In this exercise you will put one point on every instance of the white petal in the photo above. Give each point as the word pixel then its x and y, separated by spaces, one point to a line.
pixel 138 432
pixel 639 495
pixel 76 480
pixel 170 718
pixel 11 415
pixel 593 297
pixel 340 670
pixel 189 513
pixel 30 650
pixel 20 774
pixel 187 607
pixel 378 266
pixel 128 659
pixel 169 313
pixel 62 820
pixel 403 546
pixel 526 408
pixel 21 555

################

Reproduce each of the items above line for line, without altering a single character.

In this exercise you will put one point on every instance of the white petal in the photo above. Give each point as the word pixel then its x and y, separated by spaces, one point to a line.
pixel 138 432
pixel 639 495
pixel 76 480
pixel 170 718
pixel 11 415
pixel 593 297
pixel 340 670
pixel 189 513
pixel 30 650
pixel 20 774
pixel 187 607
pixel 378 266
pixel 128 659
pixel 169 313
pixel 62 820
pixel 403 546
pixel 526 408
pixel 21 555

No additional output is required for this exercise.